» Polecenia:
• A. Oceń, czy poniższe stwierdzenia zgadzają się z tekstem o „Uśpionych sekretach”, i przy każdym przytocz rozstrzygające słowa tekstu: (i) powieść jest ciężka w czytaniu; (ii) autorka pisze o zdradzie w sposób odważny i bezpośredni; (iii) język utworu ma cechy potocznego.
• B. Skopiuj bez zmian fragment tekstu o „Uśpionych sekretach” od „Nie ma w nich” do „postawiła na minimalizm.”.

» Fragment tekstu:

Wiek XXI na każdym kroku udowadnia, że miłości nie ma. Ludzie przestają traktować poważnie związki, stając się coraz bardziej liberalni. Przysięga wierności przechodzi do lamusa, a miłość fizyczna przeważa nad duchową. „Niech żyje wolność, wolność i swoboda” śpiewał zespół Boys. Podobny pogląd na miłość prezentuje Julie Highmore w „Uśpionych sekretach”.
Nie ma w nich miejsca na sentymentalną opowieść o uczuciu, które pokona każdą przeszkodę i będzie trwało wiecznie. Autorka w sposób odważny i bezpośredni pisze o zdradzie, zakrętach życiowych i ludzkich wadach. Powieść nie jest jednak przez to ciężka w czytaniu, ponieważ obfituje w czarny humor. W dodatku język utworu ma cechy potocznego, bez barokowych ozdobników czy też nadmiernie nagromadzonych słów, które tylko przeszkadzałaby w odbiorze powieści. Pisarka postawiła na minimalizm.

[Etykiety punktów obiektów]
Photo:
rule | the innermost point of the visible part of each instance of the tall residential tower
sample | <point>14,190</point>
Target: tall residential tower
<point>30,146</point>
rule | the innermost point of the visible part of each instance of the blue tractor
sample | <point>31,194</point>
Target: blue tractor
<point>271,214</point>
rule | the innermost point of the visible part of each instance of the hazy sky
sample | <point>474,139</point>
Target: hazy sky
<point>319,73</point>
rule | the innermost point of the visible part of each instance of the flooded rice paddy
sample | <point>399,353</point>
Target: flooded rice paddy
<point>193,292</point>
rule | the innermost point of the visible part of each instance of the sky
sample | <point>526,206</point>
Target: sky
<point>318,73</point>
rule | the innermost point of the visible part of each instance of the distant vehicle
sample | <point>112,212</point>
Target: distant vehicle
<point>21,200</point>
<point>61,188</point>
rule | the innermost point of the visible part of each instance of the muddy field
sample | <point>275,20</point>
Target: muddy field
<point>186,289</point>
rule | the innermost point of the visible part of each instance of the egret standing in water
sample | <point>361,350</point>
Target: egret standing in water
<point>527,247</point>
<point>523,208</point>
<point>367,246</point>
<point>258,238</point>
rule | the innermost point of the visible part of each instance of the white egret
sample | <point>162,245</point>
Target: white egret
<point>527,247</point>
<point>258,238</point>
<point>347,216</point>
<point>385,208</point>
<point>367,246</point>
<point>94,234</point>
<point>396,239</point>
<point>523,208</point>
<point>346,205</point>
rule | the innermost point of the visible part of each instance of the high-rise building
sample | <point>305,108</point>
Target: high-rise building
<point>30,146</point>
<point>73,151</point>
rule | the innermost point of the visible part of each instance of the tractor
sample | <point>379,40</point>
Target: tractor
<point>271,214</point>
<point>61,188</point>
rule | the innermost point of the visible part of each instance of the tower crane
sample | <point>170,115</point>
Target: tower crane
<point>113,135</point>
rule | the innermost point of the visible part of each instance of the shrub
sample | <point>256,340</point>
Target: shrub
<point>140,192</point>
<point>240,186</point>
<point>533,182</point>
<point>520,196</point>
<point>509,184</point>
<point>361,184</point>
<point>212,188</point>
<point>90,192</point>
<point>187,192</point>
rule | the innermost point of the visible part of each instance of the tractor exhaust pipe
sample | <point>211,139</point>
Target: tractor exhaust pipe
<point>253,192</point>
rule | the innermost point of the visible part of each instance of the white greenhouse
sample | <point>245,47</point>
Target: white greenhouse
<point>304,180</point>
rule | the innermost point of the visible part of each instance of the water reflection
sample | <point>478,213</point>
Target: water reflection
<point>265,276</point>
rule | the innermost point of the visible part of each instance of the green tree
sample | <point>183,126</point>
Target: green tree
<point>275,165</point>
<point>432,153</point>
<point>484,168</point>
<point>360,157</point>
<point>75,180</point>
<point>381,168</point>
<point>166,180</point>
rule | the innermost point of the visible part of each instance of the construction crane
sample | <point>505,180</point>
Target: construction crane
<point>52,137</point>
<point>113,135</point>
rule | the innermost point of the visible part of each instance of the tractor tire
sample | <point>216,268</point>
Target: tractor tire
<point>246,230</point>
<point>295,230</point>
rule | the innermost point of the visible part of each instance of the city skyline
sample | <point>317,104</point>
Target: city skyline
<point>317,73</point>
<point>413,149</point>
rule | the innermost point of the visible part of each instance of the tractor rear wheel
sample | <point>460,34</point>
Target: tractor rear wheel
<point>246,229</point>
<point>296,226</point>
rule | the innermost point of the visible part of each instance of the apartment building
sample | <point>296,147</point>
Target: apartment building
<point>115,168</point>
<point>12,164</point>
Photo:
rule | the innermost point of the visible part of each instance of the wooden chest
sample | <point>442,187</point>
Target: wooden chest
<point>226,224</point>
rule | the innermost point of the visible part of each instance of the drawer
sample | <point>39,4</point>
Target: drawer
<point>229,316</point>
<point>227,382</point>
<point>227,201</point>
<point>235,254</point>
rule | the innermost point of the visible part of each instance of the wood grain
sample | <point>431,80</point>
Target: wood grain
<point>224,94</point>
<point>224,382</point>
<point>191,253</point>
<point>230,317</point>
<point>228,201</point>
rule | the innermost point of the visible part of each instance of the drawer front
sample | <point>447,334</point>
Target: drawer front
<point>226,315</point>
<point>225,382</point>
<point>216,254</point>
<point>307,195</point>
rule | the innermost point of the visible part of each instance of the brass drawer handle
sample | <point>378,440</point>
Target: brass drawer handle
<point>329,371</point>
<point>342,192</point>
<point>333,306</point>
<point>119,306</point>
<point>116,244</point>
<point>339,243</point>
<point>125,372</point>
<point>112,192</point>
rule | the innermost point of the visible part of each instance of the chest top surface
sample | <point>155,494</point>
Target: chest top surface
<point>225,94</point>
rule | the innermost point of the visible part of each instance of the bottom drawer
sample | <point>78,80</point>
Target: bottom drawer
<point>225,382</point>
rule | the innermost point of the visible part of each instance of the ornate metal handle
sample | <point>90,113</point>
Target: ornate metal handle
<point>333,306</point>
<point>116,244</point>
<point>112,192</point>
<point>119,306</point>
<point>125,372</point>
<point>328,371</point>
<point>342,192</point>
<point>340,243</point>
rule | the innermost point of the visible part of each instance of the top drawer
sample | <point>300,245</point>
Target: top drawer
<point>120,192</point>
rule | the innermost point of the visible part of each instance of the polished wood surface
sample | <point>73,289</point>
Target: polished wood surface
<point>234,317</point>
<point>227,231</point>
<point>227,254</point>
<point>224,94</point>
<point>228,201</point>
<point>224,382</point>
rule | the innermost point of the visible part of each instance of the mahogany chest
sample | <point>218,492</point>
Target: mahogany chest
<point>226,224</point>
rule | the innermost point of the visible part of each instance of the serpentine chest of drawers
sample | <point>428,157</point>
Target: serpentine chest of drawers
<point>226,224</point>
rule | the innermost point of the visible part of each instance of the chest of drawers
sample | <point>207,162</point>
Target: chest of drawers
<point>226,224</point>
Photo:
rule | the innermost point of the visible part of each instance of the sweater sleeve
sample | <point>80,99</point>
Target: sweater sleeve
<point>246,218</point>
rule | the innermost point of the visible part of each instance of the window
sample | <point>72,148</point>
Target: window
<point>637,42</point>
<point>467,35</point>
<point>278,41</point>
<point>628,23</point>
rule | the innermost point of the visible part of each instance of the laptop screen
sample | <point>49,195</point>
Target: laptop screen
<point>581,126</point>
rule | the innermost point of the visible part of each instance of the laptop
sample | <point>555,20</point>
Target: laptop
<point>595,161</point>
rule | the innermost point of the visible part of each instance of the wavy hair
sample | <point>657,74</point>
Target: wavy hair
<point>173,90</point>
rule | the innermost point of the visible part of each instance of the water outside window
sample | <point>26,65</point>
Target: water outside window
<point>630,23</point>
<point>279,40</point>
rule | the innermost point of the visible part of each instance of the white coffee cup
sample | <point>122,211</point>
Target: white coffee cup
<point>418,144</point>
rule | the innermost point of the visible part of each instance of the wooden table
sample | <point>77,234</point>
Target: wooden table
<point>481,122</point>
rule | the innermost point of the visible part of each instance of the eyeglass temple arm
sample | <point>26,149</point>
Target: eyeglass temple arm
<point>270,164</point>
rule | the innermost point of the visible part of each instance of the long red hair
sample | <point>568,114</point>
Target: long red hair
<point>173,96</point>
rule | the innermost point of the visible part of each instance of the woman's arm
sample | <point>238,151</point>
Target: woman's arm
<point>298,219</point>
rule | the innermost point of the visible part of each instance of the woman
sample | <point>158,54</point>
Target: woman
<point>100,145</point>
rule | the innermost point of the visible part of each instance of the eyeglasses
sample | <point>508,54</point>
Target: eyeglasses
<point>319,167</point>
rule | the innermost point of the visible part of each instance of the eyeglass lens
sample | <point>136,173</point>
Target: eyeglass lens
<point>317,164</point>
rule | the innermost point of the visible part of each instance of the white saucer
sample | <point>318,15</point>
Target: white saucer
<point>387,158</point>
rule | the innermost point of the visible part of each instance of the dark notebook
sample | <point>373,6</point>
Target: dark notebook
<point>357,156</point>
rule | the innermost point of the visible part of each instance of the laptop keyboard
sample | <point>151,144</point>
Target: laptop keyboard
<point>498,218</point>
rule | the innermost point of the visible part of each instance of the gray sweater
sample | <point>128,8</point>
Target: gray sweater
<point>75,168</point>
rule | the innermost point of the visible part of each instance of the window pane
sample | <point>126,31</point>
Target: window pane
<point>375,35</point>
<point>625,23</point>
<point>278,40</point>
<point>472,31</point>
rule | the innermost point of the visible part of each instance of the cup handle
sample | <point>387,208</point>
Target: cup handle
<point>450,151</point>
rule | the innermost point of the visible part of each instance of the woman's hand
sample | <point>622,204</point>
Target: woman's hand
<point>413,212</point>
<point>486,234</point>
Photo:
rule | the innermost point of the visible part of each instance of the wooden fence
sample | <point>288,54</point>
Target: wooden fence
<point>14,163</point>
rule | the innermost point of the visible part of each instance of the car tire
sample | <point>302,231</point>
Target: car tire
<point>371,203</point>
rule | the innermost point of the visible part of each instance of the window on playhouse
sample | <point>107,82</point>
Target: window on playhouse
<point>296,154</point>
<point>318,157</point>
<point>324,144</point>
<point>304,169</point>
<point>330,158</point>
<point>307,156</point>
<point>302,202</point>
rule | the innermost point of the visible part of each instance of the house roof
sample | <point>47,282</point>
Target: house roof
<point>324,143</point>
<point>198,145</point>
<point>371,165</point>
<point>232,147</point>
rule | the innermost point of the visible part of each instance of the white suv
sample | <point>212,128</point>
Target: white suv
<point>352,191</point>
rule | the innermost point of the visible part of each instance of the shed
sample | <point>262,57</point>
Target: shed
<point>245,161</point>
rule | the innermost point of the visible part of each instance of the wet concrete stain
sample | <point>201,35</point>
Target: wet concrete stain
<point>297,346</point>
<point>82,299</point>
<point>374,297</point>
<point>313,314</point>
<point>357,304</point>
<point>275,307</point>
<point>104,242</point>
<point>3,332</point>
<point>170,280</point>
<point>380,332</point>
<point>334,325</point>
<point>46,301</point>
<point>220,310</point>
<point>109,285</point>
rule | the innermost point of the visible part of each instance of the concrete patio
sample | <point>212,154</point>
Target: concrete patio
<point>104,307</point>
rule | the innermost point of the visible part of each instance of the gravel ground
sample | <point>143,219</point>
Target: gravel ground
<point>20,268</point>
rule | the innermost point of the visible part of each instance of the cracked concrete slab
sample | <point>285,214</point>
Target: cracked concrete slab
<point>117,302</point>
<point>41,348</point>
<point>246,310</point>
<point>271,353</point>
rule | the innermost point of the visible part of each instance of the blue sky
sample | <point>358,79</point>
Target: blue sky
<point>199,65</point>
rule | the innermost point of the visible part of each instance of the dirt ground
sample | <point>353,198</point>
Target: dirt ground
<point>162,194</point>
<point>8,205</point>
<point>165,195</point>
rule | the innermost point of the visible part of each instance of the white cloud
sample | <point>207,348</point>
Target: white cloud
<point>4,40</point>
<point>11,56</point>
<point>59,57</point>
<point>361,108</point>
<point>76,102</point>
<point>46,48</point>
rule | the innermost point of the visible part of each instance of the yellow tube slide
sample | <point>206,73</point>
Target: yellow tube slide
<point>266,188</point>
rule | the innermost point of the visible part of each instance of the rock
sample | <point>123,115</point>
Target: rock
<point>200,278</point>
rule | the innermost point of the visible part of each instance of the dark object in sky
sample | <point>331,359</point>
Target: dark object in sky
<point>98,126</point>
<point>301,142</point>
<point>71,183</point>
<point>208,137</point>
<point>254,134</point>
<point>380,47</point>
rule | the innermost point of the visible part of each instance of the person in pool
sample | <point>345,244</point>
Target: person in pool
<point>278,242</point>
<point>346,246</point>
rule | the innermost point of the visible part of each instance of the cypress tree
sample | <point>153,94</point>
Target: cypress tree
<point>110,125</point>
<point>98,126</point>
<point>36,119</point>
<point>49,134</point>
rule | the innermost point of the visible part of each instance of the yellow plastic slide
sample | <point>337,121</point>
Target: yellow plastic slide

» Rozwiązania:
• A.
(i) Nie: „Powieść nie jest jednak przez to ciężka w czytaniu”.
(ii) Tak: „Autorka w sposób odważny i bezpośredni pisze o zdradzie”.
(iii) Tak: „W dodatku język utworu ma cechy potocznego”.

• B.
Nie ma w nich miejsca na sentymentalną opowieść o uczuciu, które pokona każdą przeszkodę i będzie trwało wiecznie. Autorka w sposób odważny i bezpośredni pisze o zdradzie, zakrętach życiowych i ludzkich wadach. Powieść nie jest jednak przez to ciężka w czytaniu, ponieważ obfituje w czarny humor. W dodatku język utworu ma cechy potocznego, bez barokowych ozdobników czy też nadmiernie nagromadzonych słów, które tylko przeszkadzałaby w odbiorze powieści. Pisarka postawiła na minimalizm.